#### Directions
The whole listing below is to be output exactly, with no line skipped.
+++++
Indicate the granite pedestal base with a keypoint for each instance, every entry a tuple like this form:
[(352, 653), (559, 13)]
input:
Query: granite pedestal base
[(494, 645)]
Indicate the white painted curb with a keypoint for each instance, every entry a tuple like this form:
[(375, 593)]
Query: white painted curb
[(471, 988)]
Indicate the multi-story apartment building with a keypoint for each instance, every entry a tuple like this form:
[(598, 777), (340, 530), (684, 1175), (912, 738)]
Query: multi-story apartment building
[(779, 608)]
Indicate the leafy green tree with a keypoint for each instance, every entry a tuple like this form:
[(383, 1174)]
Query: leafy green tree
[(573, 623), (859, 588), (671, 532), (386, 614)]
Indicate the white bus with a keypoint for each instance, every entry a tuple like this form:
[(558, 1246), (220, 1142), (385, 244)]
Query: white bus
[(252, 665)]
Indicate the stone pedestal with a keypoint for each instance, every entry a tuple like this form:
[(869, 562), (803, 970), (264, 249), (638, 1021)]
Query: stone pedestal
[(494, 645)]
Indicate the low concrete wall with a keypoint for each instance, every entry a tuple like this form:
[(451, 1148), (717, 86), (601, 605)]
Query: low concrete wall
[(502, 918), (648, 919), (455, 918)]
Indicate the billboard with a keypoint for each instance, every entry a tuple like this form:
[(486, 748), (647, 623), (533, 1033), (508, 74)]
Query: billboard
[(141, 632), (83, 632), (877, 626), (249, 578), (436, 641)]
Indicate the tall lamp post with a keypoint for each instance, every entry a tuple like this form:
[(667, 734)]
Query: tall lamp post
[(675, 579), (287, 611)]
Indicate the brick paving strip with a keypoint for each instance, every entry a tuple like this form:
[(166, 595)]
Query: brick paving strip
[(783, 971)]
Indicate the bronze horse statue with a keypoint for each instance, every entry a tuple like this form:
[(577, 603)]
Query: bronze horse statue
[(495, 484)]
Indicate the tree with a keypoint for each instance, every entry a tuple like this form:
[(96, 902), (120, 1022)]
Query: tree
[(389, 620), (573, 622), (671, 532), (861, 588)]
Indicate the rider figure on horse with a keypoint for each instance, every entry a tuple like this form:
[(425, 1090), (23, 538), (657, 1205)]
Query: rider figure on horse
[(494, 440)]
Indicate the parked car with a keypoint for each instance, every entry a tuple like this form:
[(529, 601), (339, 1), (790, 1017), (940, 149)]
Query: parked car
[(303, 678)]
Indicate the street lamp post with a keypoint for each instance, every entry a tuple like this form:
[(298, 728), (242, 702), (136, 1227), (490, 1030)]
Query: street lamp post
+++++
#### Solution below
Indicate the granite pedestal base with a keypoint for each instance, every entry a tuple like this form:
[(352, 653), (559, 13)]
input:
Query: granite pedestal base
[(494, 645)]
Indicate the white painted curb with a keypoint for each instance, every entry a tuple like this form:
[(375, 593)]
Query: white painted curb
[(471, 988)]
Indicate the multi-story apartment building with a keypoint for each instance, every entry a tuple like this form:
[(598, 777), (340, 530), (684, 1175), (912, 738)]
Query: multi-story apartment building
[(779, 608)]
Indicate the leafy green tree with a keypoint for each instance, every entry a tuple like this form:
[(383, 1174)]
Query: leafy green tree
[(573, 623), (859, 588), (671, 532), (386, 614)]
Indicate the white bus with a keypoint for each instance, every entry a tuple like this form:
[(558, 1246), (220, 1142), (385, 244)]
Query: white bus
[(252, 665)]
Indicate the stone pedestal with a keypoint for each instance, every entry a tuple like this form:
[(869, 562), (803, 970), (264, 249), (638, 1021)]
Query: stone pedestal
[(494, 645)]
Indicate the low concrete wall with a keypoint for each instance, every entry a tuple like this form:
[(451, 1148), (717, 86), (601, 605)]
Query: low concrete wall
[(502, 918), (648, 919), (455, 918)]
Indicate the billboard with a keypoint for each instance, every entry a tuple like this form:
[(486, 748), (647, 623), (533, 1033), (508, 74)]
Query: billboard
[(141, 632), (83, 632), (877, 626), (249, 578), (436, 641)]
Indicate the tall lamp post with a keypoint for each instance, every entry a tuple like this form:
[(667, 734)]
Query: tall lamp post
[(675, 579), (287, 611)]
Indicate the brick paving strip with a keypoint for each instance, every entry a tuple like this form:
[(166, 595)]
Query: brick paving strip
[(783, 971)]
Indicate the bronze horse statue with a keypoint for each instance, every entry a tuple like this form:
[(577, 603)]
Query: bronze horse statue
[(495, 484)]
Indicate the tree with a keypoint for each instance, every entry a tuple like this form:
[(96, 902), (120, 1022)]
Query: tree
[(389, 620), (573, 622), (671, 532), (861, 588)]
Indicate the rider figure on horse with a keypoint for each instance, every entry a tuple like this form:
[(425, 1090), (23, 538), (657, 1205)]
Query: rider figure on horse
[(494, 440)]
Indicate the parked car with a keypoint for each instance, every entry a tuple like this form:
[(529, 601), (339, 1), (790, 1017), (940, 149)]
Query: parked car
[(303, 678)]
Indicate the street lamp post with a keypoint for each instance, every entry a tuple like this form:
[(298, 728), (242, 702), (136, 1227), (490, 1030)]
Query: street lamp post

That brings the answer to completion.